News | November 18, 2020

U.S. Forest Service finalizes rule to cut science and public input; increase logging on national forests

The U.S. Forest Service announced today that it is set to finalize a rule that will cut science-based analysis, transparency, and public input from nearly every decision the agency makes, including logging, roadbuilding, and rights of way for pipelines and other utilities.

“Even after the public overwhelmingly opposed this rule and spoke up for science, transparency, and accountability, the Trump administration has shown yet again that it will cut every corner to speed up logging and extraction,” said Sam Evans, Leader of SELC’s National Forests and Parks Program.

Although logging is one of the many uses of our national forest lands, the wrong kind of logging in the wrong places can cause unnecessary harm to rare species, healthy forests and old growth, and recreation and trails. Those unnecessary harms are often avoided by considering science and public input, which have always been required by the National Environmental Policy Act (NEPA). The new rule, however, creates loopholes that will allow most logging projects to bypass NEPA review.

“While the Forest Service’s rule is ripe for abuse no matter where it’s applied, it will be worst in the forests of the Southern Appalachians, where large-scale logging projects are wildly inappropriate,” said Evans. “These loopholes would cut the public out of 100% of the logging projects in these highly visited and biologically important forests.”

The rule also allows the Forest Service to build new roads without considering whether they can be adequately maintained to protect water quality, and it allows the agency to grant rights of way to private pipeline and utility companies, all without considering alternatives or seeking public input.

Adds Evans, “We won’t let this illegal policy go unchallenged.”

(Activities):
#1 According to the news item on the Forest Service rule, why will the rule be worst in the forests of the Southern Appalachians? Answer in one to three sentences.
#2 From the news item on the Forest Service rule, extract the stretch from "U.S. Forest Service finalizes" through "and other utilities.".
#3 For each statement below, state whether it agrees with the news item on the Forest Service rule. Answer yes or no and quote the deciding words of the item.
(a) The rule lets the Forest Service build new roads without considering whether they can be adequately maintained to protect water quality.
(b) The public largely supported the rule.
(c) Science and public input have always been required by the National Environmental Policy Act.

(Given entries):

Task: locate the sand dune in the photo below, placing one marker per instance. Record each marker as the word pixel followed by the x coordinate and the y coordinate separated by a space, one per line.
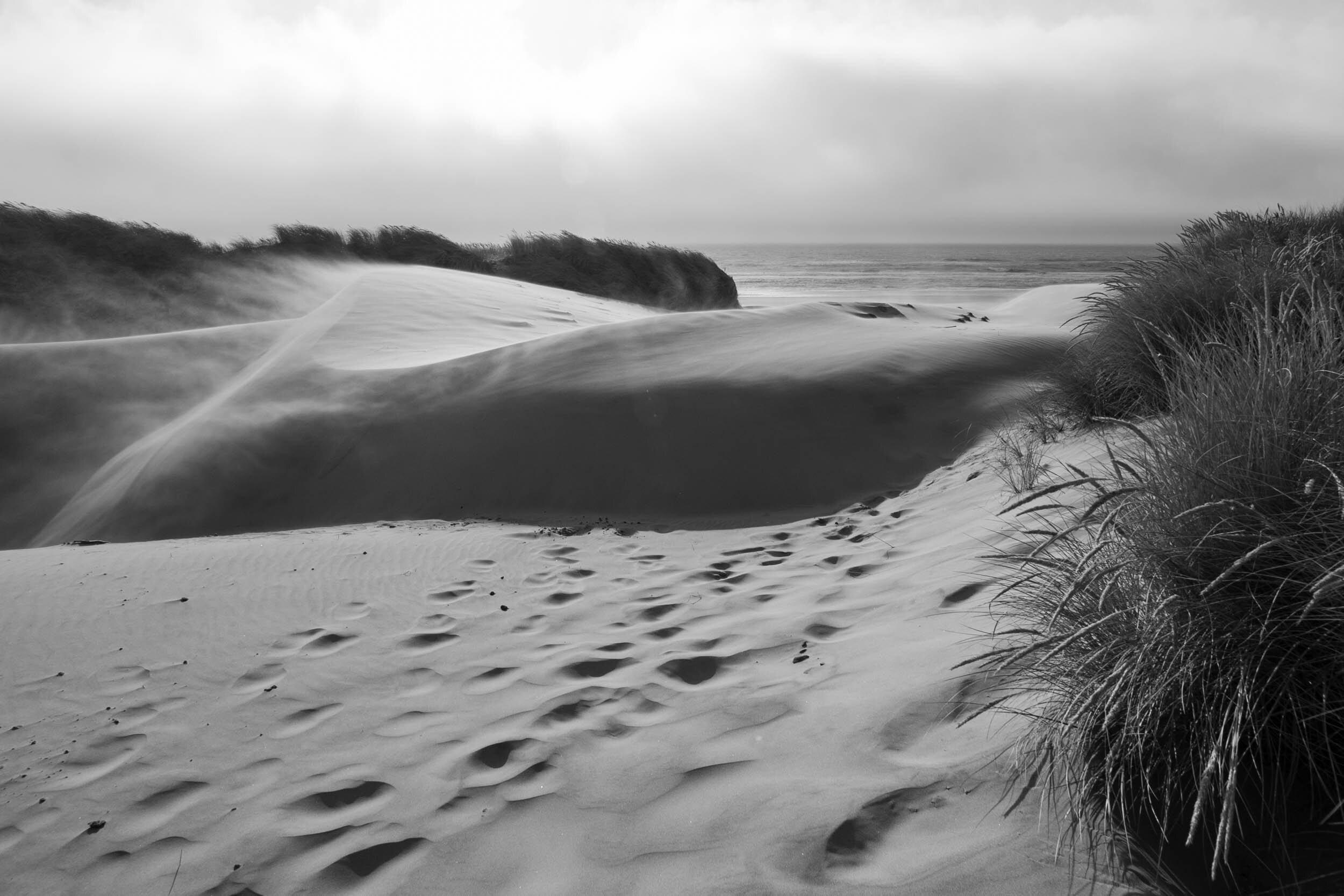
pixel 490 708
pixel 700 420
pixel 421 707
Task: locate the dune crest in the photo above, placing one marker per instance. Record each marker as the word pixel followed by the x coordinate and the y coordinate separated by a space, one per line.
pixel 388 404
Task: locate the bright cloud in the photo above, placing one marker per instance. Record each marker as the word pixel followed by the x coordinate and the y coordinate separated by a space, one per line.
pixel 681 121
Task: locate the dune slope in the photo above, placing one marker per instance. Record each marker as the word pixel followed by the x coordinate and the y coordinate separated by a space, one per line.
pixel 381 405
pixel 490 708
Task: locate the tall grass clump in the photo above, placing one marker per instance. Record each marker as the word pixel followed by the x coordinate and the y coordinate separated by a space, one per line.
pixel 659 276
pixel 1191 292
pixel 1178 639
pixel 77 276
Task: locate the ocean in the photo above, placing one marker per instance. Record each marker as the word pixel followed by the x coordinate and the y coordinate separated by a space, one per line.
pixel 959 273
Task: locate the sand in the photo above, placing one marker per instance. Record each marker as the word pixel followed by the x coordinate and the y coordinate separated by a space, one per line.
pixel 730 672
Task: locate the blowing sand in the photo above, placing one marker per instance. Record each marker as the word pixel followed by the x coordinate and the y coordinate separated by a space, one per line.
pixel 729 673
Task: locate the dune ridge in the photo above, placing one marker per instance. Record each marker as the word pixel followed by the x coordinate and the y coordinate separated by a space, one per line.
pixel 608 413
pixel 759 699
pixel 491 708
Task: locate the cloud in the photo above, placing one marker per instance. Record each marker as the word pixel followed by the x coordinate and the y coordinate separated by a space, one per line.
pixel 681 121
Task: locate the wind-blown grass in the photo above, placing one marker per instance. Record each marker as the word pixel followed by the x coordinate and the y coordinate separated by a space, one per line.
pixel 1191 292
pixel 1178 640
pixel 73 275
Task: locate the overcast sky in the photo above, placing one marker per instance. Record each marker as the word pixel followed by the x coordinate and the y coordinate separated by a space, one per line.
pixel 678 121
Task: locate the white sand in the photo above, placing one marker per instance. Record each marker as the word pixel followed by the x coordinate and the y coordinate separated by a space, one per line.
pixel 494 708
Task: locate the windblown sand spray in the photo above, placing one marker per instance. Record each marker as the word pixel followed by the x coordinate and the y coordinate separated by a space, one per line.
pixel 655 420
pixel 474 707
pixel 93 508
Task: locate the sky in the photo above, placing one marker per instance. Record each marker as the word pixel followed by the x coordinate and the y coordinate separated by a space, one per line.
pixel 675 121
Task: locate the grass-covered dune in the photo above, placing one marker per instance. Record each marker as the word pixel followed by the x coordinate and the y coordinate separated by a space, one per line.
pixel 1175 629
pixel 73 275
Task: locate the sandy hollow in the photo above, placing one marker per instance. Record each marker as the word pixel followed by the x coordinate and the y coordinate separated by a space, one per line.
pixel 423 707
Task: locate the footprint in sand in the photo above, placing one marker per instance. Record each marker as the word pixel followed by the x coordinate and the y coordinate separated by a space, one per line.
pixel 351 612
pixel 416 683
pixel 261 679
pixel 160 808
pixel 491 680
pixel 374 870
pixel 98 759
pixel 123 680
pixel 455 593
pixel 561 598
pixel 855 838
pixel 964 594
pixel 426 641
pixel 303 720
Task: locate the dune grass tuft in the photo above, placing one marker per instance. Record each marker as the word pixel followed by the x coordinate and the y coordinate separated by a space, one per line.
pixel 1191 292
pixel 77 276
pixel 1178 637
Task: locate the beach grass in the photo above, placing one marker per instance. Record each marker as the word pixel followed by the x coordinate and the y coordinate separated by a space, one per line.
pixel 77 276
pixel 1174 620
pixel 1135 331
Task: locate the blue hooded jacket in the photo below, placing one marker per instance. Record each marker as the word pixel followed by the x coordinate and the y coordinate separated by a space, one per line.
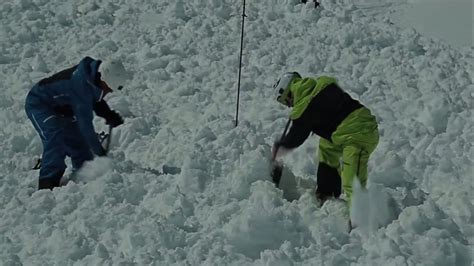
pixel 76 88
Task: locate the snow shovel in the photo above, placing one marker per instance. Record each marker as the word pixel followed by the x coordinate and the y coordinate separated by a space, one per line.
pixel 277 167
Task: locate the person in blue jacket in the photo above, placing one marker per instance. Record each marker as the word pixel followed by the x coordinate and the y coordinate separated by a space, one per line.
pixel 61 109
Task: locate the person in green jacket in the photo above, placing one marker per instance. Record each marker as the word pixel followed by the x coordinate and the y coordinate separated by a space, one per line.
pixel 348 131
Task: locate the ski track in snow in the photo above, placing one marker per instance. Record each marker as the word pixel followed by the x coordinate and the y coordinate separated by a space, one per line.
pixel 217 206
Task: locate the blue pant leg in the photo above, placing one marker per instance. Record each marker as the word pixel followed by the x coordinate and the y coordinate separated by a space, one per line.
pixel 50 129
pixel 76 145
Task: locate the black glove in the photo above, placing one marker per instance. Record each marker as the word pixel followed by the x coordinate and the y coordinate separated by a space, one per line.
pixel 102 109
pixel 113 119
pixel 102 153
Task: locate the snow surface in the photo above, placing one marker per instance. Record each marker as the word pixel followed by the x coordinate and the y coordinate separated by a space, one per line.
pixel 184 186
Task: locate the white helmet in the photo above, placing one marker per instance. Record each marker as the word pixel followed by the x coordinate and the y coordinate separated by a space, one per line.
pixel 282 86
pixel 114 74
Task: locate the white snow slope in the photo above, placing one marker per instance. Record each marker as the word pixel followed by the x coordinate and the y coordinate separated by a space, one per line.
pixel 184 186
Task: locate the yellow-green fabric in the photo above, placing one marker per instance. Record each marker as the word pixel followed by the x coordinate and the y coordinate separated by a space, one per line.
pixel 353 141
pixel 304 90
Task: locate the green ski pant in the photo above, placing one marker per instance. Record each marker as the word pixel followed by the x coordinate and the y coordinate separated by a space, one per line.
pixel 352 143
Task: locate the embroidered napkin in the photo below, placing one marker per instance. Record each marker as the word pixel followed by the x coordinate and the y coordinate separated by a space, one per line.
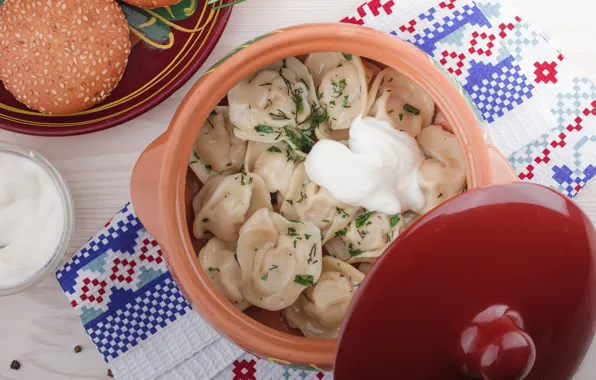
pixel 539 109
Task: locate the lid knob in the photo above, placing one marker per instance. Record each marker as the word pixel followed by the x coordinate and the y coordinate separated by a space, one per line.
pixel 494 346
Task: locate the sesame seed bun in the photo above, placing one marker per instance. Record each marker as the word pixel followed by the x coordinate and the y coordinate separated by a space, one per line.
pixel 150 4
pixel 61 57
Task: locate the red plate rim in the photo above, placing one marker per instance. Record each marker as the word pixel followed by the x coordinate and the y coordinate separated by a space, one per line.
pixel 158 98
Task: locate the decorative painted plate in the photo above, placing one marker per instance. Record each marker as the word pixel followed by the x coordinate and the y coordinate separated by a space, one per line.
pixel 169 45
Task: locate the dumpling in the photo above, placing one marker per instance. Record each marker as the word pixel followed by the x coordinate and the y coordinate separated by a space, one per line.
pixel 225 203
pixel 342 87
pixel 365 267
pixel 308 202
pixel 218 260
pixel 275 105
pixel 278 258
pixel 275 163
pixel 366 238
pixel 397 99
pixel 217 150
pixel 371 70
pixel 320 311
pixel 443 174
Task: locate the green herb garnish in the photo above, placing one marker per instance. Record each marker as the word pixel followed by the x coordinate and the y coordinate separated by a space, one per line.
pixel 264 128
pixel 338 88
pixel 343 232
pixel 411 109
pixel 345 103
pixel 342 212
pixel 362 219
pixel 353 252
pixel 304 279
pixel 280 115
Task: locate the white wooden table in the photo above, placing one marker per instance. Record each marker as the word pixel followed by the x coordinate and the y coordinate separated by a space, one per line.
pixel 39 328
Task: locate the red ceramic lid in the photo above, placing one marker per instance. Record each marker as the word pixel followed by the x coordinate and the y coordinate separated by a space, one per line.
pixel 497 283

(Task-by-task outputs):
#1 The rule will be worst there because large-scale logging projects are wildly inappropriate in those forests. Its loopholes would also cut the public out of 100% of the logging projects in these highly visited and biologically important forests.

#2
U.S. Forest Service finalizes rule to cut science and public input; increase logging on national forests

The U.S. Forest Service announced today that it is set to finalize a rule that will cut science-based analysis, transparency, and public input from nearly every decision the agency makes, including logging, roadbuilding, and rights of way for pipelines and other utilities.

#3
(a) Yes: "The rule also allows the Forest Service to build new roads without considering whether they can be adequately maintained to protect water quality"
(b) No: "the public overwhelmingly opposed this rule"
(c) Yes: "considering science and public input, which have always been required by the National Environmental Policy Act (NEPA)"